• Document extract:
.....

Does this mean that all free software, like coupon toolbars, are off limits? No. You should feel very comfortable installing software downloaded from Kroger or Kraft for example. The moral of the story is that we ought to exercise good judgment and trust only those sites we know have too much to risk in making malicious software available to download from their websites.

#2 Cause: Peer To Peer Programs

Although installing a Peer to Peer program (P2P) certainly falls under the “Bad Judgment” category above, since it is so prevalent and overwhelmingly damaging, it deserves its own special discussion. Any program that allows your computer to be connected to someone else’s should be discouraged, regardless of what it is called. Limewire, Bear Share, Frostwire, BitTorrent, Santa Clause or Easter Bunny. Again, if it allows you to connect to another computer and exchange files, you will eventually infect your machine.

The programs themselves are not infectious, but the files you obtain from a strangers machine probably will be. People usually use these P2P programs to obtain music and videos without paying for them. Most every machine we work on with a P2P program will be infected.

.....

• Recorded information:
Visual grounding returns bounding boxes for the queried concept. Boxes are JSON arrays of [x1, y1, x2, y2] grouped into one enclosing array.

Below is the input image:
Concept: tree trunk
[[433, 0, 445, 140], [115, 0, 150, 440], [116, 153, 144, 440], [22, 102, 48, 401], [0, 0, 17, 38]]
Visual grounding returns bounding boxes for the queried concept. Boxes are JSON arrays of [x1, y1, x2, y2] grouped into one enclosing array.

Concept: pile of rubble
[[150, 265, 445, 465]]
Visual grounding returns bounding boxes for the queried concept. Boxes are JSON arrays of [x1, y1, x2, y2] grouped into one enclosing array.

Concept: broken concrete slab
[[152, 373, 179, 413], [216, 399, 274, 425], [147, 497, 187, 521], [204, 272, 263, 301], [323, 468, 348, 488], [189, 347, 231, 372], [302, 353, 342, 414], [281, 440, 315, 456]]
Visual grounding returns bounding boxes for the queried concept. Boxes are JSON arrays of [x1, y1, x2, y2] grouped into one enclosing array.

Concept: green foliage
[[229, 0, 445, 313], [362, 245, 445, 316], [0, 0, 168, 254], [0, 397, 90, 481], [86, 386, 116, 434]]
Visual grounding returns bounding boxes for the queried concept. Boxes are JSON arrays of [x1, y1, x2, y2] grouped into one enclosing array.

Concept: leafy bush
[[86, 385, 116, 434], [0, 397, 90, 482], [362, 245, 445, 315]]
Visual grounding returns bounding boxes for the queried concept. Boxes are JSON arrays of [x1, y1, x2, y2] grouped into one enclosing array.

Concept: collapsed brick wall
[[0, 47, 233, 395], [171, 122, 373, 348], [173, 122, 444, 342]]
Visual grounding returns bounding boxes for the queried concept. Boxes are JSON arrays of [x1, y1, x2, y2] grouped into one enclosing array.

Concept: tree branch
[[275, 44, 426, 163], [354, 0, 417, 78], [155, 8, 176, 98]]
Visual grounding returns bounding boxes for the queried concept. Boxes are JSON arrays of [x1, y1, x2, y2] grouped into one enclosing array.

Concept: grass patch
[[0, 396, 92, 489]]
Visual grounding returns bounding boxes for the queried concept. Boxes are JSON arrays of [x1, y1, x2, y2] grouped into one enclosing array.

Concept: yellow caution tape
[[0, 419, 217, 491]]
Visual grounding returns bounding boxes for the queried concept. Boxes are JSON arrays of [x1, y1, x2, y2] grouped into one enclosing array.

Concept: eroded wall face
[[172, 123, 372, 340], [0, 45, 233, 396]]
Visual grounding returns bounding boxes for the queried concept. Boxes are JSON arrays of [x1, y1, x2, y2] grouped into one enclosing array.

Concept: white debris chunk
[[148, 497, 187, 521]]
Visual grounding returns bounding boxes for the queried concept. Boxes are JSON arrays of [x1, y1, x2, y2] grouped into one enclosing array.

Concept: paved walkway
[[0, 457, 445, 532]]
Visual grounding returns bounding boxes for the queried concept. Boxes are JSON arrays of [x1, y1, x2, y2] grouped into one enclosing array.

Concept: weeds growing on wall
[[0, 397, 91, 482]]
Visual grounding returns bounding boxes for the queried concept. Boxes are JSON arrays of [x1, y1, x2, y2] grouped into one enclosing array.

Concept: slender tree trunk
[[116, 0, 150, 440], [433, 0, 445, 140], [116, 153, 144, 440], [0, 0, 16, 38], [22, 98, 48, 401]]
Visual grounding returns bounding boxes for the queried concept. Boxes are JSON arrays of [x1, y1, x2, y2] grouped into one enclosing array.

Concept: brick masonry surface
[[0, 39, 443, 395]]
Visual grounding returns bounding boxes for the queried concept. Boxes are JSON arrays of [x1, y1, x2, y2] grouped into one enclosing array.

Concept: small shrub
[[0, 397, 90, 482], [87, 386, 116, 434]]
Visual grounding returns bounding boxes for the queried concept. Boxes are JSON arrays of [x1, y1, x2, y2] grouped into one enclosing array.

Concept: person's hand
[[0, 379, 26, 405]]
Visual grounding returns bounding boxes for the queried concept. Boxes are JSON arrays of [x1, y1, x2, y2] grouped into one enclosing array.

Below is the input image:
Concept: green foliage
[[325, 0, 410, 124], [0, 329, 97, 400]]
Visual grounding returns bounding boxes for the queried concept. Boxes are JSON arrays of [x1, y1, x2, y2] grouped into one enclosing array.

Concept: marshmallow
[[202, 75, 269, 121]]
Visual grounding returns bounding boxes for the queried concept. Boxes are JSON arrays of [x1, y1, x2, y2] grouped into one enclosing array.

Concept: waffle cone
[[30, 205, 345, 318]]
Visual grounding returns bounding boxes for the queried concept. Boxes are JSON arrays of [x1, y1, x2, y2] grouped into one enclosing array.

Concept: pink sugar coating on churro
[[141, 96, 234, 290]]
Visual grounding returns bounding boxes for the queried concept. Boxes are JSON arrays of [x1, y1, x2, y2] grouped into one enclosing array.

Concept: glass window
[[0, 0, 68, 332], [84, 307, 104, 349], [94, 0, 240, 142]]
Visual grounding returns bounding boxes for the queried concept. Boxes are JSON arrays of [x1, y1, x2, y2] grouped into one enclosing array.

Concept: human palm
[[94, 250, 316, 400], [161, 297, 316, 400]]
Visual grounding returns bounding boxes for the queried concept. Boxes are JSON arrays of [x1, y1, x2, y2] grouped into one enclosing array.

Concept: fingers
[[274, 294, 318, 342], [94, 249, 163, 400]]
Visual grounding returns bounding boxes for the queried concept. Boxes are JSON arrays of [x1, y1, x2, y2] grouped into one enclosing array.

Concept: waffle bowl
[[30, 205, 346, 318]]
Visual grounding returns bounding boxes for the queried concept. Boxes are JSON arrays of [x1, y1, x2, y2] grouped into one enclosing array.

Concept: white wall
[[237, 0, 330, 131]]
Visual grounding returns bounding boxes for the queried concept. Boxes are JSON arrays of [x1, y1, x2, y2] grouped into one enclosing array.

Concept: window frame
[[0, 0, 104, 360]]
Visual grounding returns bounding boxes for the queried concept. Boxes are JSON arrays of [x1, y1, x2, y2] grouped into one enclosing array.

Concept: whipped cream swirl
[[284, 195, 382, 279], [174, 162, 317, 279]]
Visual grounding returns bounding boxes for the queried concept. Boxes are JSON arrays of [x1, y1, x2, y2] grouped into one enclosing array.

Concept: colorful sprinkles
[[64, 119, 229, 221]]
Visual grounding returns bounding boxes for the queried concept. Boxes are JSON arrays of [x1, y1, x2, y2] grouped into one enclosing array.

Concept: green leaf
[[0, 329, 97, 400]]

.....

• Task details: In the text about peer-to-peer programs, what do people usually use these programs to obtain?

• Reply to the task: Music and videos, without paying for them.